◆ **WHAT YOU WILL DO**: The answer is the full listing below, copied exactly, with its pictures omitted.

(Beginning of TASK DATA)

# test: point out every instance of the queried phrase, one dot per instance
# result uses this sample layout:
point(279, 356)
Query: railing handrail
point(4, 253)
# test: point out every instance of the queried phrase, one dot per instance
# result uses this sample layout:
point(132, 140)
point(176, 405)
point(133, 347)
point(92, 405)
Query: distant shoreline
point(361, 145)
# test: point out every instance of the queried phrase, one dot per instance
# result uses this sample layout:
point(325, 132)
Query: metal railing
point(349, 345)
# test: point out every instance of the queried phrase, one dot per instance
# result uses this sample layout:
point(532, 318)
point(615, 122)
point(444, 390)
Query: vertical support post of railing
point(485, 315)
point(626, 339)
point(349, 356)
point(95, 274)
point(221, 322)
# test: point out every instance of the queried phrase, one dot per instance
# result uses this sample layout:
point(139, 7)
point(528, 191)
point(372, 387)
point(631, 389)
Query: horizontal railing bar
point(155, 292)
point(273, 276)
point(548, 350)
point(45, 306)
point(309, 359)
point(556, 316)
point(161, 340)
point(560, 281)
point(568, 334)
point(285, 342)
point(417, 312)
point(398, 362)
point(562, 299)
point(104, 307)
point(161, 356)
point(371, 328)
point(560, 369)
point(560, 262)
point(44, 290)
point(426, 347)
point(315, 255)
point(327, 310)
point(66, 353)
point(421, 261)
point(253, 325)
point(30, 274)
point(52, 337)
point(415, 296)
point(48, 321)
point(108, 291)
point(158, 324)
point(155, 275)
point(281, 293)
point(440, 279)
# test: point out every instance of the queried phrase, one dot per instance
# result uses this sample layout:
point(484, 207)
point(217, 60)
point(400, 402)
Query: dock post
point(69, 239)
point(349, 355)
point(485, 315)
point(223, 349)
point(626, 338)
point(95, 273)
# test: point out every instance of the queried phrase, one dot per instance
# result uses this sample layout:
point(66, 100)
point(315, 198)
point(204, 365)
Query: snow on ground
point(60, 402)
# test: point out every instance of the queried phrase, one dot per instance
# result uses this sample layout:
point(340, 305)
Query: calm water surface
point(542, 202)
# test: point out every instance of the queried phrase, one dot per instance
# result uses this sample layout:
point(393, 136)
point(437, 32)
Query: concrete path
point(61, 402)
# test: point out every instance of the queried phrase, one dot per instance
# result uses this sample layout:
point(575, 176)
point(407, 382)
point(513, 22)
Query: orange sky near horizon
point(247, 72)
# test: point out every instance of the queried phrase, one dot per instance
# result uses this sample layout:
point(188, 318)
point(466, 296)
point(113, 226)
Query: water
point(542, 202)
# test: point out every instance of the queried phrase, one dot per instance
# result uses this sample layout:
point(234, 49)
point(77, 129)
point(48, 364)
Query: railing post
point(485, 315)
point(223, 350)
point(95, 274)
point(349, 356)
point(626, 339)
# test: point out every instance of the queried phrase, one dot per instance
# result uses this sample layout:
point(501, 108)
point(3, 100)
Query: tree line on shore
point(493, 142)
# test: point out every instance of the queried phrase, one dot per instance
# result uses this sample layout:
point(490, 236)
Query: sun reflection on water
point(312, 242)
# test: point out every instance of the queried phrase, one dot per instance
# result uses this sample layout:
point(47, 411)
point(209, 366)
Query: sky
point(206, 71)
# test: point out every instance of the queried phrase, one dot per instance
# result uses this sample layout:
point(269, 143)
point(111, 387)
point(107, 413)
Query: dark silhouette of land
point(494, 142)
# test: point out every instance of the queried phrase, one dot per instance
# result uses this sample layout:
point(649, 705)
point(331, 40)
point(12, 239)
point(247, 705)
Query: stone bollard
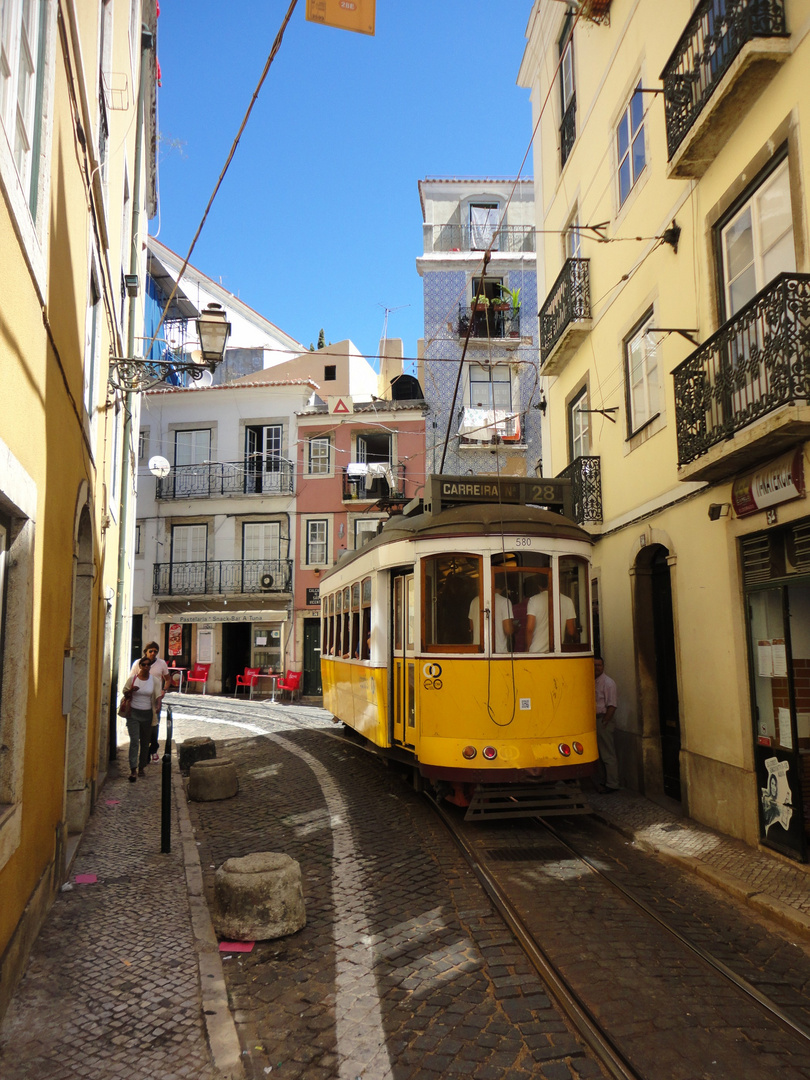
point(258, 896)
point(213, 780)
point(196, 750)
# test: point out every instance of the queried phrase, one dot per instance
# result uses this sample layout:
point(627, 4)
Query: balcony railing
point(568, 131)
point(754, 364)
point(261, 476)
point(488, 322)
point(362, 487)
point(585, 477)
point(232, 576)
point(462, 238)
point(568, 301)
point(713, 38)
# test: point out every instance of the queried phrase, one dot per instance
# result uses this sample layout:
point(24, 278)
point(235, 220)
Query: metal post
point(165, 817)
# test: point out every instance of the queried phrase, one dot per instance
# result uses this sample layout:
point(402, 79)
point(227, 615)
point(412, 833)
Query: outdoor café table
point(272, 689)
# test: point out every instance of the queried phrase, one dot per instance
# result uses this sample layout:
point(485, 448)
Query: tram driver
point(537, 618)
point(503, 621)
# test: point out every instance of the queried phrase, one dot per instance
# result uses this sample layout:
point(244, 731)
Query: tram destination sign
point(443, 491)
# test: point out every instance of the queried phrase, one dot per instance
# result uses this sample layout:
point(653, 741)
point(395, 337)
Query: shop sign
point(780, 481)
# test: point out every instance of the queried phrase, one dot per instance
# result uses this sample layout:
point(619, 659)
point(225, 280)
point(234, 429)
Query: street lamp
point(139, 374)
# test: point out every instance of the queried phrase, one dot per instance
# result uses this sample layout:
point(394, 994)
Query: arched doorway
point(77, 808)
point(657, 672)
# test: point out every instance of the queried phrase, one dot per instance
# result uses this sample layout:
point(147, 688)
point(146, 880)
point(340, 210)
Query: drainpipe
point(147, 42)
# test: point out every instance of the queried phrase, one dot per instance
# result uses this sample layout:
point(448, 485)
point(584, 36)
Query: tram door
point(403, 666)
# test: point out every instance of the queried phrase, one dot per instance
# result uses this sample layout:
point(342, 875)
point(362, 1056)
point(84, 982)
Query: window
point(450, 586)
point(22, 24)
point(191, 447)
point(320, 456)
point(316, 542)
point(579, 436)
point(365, 529)
point(642, 376)
point(630, 144)
point(567, 92)
point(490, 387)
point(483, 226)
point(756, 244)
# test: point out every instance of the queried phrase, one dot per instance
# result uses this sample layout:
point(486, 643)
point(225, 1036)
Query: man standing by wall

(End of TASK DATA)

◆ **EXERCISE RESULT**:
# test: point out every instance of the queried phrase, one dot per instance
# result uses this sample layout:
point(279, 356)
Query: railing handrail
point(4, 253)
# test: point out every instance of the queried phrase, one dot per instance
# result uses this sample layout:
point(132, 140)
point(176, 405)
point(133, 347)
point(92, 405)
Query: distant shoreline
point(361, 145)
# test: point out every instance of the queried phrase, one dot per instance
# result uses this sample layout:
point(325, 132)
Query: metal railing
point(349, 345)
# test: point out every instance of the queried phrase, one dot per instance
# result uses this sample layout:
point(532, 318)
point(615, 122)
point(444, 390)
Query: vertical support post of railing
point(485, 315)
point(626, 339)
point(349, 356)
point(95, 274)
point(221, 322)
# test: point out every instance of the queried phrase, one dot per instance
# result uses this sample layout:
point(139, 7)
point(528, 191)
point(372, 387)
point(631, 389)
Query: horizontal railing bar
point(155, 292)
point(273, 276)
point(548, 350)
point(45, 306)
point(309, 359)
point(556, 316)
point(161, 340)
point(560, 281)
point(568, 334)
point(285, 342)
point(417, 312)
point(398, 362)
point(562, 299)
point(104, 307)
point(161, 356)
point(371, 328)
point(560, 369)
point(560, 262)
point(44, 290)
point(426, 347)
point(315, 255)
point(327, 310)
point(66, 353)
point(421, 261)
point(253, 325)
point(30, 274)
point(52, 337)
point(415, 296)
point(48, 321)
point(108, 291)
point(158, 324)
point(155, 275)
point(281, 293)
point(440, 279)
# test: point out every instance of the queried phrase, one dot per instance
# result uses this sample layout:
point(484, 207)
point(217, 60)
point(400, 402)
Query: dock post
point(69, 239)
point(349, 355)
point(485, 315)
point(223, 349)
point(626, 338)
point(95, 273)
# test: point out every instance of the queried phrase, one dot per instance
# result uses this sample layout:
point(66, 100)
point(315, 198)
point(204, 365)
Query: snow on ground
point(60, 402)
# test: point out every instance of the queried phrase, one dot per instance
# result uses this sample layout:
point(340, 305)
Query: calm water surface
point(542, 202)
# test: point out every instance of the queried phrase, one dot per instance
# result uses this sample layout:
point(393, 136)
point(437, 32)
Query: concrete path
point(61, 402)
# test: point out every instance of the queried phrase, one dot per instance
# result uses this sample layout:
point(575, 176)
point(407, 382)
point(513, 22)
Query: orange sky near horizon
point(247, 72)
# test: point out every instance of the queried phrase, one dot per instance
# result uses this sample layout:
point(188, 318)
point(466, 296)
point(113, 226)
Query: water
point(542, 202)
# test: point out every instance of the queried phrase, one dot per instance
# result uses this sample layout:
point(234, 49)
point(77, 129)
point(48, 364)
Query: railing post
point(485, 315)
point(223, 350)
point(95, 274)
point(349, 356)
point(626, 339)
# test: point out every instance of the queried phrase, one dot per instance
# result uses this sample layout:
point(501, 108)
point(3, 100)
Query: tree line on shore
point(493, 142)
# test: point out every instance of the queried phrase, one dot per instance
# result uses this sample layout:
point(490, 236)
Query: sun reflection on water
point(312, 242)
# test: point out every instance of the queried phrase, one dot per instance
# result uses this sample layout:
point(47, 411)
point(209, 366)
Query: sky
point(206, 71)
# test: point out every instance of the queried phrase, one dot per instance
# result uses this sample layout:
point(269, 143)
point(111, 387)
point(107, 413)
Query: dark silhouette of land
point(494, 142)
# test: point out every instance of the queried phrase, one dot per instance
# result uses this sample layout:
point(649, 705)
point(331, 40)
point(12, 239)
point(247, 705)
Query: stone bollard
point(258, 896)
point(213, 780)
point(196, 750)
# test: point out every instance of the queried phrase, one dot per instance
# result uses this sample layout:
point(627, 4)
Query: balcony railing
point(568, 131)
point(754, 364)
point(261, 476)
point(488, 322)
point(362, 487)
point(585, 477)
point(232, 576)
point(462, 238)
point(568, 301)
point(713, 38)
# test: point out every instance of the queried phrase, one dot per instance
# result uses this sample layout:
point(24, 278)
point(235, 220)
Query: metal post
point(165, 817)
# test: point out every instance of the queried phrase, one dot per instance
# result uses this sample layout:
point(402, 79)
point(227, 615)
point(412, 833)
Query: outdoor café table
point(272, 689)
# test: point out every instance of the queried phrase, one dot per instance
# result uses this sample layout:
point(485, 448)
Query: tram driver
point(537, 618)
point(503, 621)
# test: point out every instance of the queried phrase, one dot per instance
# result uses this sample layout:
point(244, 731)
Query: tram destination sign
point(443, 491)
# test: point out every instance of the queried phrase, one dot per instance
# result uses this sample layout:
point(653, 741)
point(395, 337)
Query: shop sign
point(780, 481)
# test: point out every instance of the queried phrase, one dot per instance
# result uses this sample layout:
point(619, 659)
point(225, 280)
point(234, 429)
Query: street lamp
point(139, 374)
# test: point out every instance of the queried phrase, one dot per instance
# result uses this sample layout:
point(394, 994)
Query: arched doorway
point(77, 808)
point(657, 672)
# test: point out every instance of the queried phrase, one dot per instance
# result uses this sample layout:
point(147, 688)
point(146, 880)
point(340, 210)
Query: drainpipe
point(147, 42)
# test: point out every instance of the queried phrase, one dot per instance
# result uses this sample layout:
point(448, 485)
point(584, 36)
Query: tram door
point(403, 666)
# test: point out every instance of the queried phrase, one dot per instance
# result uses this sample layout:
point(342, 875)
point(362, 1056)
point(84, 982)
Query: window
point(450, 586)
point(22, 24)
point(191, 447)
point(320, 456)
point(316, 542)
point(579, 436)
point(365, 529)
point(642, 376)
point(630, 144)
point(567, 92)
point(490, 387)
point(483, 226)
point(756, 244)
# test: point out every instance of the queried phrase, one dot per instance
# result uses this sample layout:
point(486, 643)
point(225, 1036)
Query: man standing by wall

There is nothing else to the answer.